Written exercise – Will you change each "snug" in the material below to "tight" and leave everything else untouched?

Entries provided –
* start *

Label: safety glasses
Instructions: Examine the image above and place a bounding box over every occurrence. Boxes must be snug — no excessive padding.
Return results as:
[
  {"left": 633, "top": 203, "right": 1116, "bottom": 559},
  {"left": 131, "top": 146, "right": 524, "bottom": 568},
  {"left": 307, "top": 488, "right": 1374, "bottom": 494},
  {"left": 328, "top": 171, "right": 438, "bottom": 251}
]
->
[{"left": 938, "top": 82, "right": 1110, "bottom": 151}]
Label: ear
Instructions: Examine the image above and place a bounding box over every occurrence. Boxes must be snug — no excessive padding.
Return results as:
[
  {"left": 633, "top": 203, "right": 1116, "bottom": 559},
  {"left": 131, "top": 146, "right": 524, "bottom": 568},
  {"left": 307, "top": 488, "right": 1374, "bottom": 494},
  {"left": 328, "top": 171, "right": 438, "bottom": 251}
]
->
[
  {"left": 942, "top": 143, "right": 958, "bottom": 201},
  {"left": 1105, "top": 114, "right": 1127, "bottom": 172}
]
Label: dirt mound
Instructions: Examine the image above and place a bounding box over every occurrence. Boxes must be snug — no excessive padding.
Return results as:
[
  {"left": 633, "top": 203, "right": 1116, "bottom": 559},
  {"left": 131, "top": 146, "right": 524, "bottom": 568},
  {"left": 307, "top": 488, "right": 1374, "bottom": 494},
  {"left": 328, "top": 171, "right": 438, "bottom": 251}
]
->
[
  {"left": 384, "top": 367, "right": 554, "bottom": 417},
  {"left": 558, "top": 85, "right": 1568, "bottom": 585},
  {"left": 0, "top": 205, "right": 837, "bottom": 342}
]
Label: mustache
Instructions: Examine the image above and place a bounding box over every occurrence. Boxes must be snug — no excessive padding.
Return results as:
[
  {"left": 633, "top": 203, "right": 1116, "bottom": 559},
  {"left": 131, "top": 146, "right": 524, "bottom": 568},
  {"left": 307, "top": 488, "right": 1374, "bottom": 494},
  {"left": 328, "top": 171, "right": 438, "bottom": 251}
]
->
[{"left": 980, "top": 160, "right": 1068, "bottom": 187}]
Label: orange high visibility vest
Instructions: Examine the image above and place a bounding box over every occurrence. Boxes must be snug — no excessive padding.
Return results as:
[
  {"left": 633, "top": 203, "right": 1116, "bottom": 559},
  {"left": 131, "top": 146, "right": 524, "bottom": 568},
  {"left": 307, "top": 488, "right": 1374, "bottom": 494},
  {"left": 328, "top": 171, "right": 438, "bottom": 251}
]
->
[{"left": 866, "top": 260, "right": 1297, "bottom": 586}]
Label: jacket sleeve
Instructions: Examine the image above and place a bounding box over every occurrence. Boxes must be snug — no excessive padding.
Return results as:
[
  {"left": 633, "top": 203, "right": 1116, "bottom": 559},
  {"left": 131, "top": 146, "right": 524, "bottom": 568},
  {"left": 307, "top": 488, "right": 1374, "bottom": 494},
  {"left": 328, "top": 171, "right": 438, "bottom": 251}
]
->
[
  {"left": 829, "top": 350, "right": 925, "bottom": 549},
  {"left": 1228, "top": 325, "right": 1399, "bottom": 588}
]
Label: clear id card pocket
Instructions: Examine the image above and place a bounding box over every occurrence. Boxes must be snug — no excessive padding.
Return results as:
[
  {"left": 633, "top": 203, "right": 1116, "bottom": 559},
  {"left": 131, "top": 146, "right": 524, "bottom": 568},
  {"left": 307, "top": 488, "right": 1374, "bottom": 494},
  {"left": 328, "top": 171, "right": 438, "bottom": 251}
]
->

* end *

Correct result –
Label: safety glasses
Instructions: Examine the image above and place a bounding box over every occurrence. Boxes must be tight — no excessive padding.
Return results as:
[
  {"left": 633, "top": 203, "right": 1116, "bottom": 559},
  {"left": 131, "top": 146, "right": 524, "bottom": 568},
  {"left": 307, "top": 488, "right": 1374, "bottom": 494},
  {"left": 328, "top": 171, "right": 438, "bottom": 251}
]
->
[{"left": 938, "top": 82, "right": 1110, "bottom": 151}]
Label: ear
Instructions: Examine the image above and place a bounding box over every occurrence. Boxes must be tight — no excessive padding.
Return results as:
[
  {"left": 633, "top": 203, "right": 1116, "bottom": 559},
  {"left": 131, "top": 146, "right": 524, "bottom": 568},
  {"left": 307, "top": 488, "right": 1374, "bottom": 494},
  {"left": 328, "top": 171, "right": 438, "bottom": 251}
]
->
[
  {"left": 942, "top": 143, "right": 958, "bottom": 201},
  {"left": 1105, "top": 114, "right": 1127, "bottom": 172}
]
Label: dirt mound
Instructions: Examine the image above and place a bounding box over every occurrence. Boxes must be tight — no excessive padding.
Return results as:
[
  {"left": 633, "top": 203, "right": 1116, "bottom": 559},
  {"left": 131, "top": 146, "right": 524, "bottom": 568},
  {"left": 307, "top": 488, "right": 1374, "bottom": 494},
  {"left": 328, "top": 171, "right": 438, "bottom": 251}
]
->
[
  {"left": 384, "top": 367, "right": 554, "bottom": 417},
  {"left": 558, "top": 85, "right": 1568, "bottom": 585},
  {"left": 0, "top": 205, "right": 837, "bottom": 342}
]
Label: mustache
Instructions: Examine the image above and place a bounding box over every occurrence. Boxes must be tight — no excessive padding.
Return results as:
[
  {"left": 633, "top": 203, "right": 1116, "bottom": 559},
  {"left": 131, "top": 146, "right": 524, "bottom": 568},
  {"left": 307, "top": 488, "right": 1374, "bottom": 494},
  {"left": 328, "top": 171, "right": 438, "bottom": 251}
]
->
[{"left": 980, "top": 160, "right": 1068, "bottom": 187}]
Label: orange high visibility vest
Instructions: Examine the image above and place a bounding box over every occurrence. Boxes must be tight — no excessive padding.
Return results as:
[
  {"left": 633, "top": 203, "right": 1116, "bottom": 559},
  {"left": 131, "top": 146, "right": 524, "bottom": 568},
  {"left": 307, "top": 488, "right": 1374, "bottom": 494},
  {"left": 328, "top": 171, "right": 438, "bottom": 251}
]
->
[{"left": 866, "top": 260, "right": 1297, "bottom": 586}]
Label: jacket sleeve
Instructions: Examine the image above and place a bounding box over every occurrence. Boxes must be tight — no excessive padding.
Return results as:
[
  {"left": 633, "top": 203, "right": 1116, "bottom": 559},
  {"left": 131, "top": 146, "right": 524, "bottom": 568},
  {"left": 307, "top": 488, "right": 1374, "bottom": 494},
  {"left": 328, "top": 171, "right": 438, "bottom": 251}
]
->
[
  {"left": 829, "top": 350, "right": 925, "bottom": 549},
  {"left": 1228, "top": 325, "right": 1399, "bottom": 588}
]
Label: clear id card pocket
Instructions: Examine the image above and place a bounding box over every occurrence. Boxes must be tight — no excessive padding.
Return results as:
[
  {"left": 633, "top": 203, "right": 1116, "bottom": 559},
  {"left": 131, "top": 146, "right": 524, "bottom": 568},
  {"left": 307, "top": 488, "right": 1374, "bottom": 494},
  {"left": 328, "top": 171, "right": 438, "bottom": 251}
]
->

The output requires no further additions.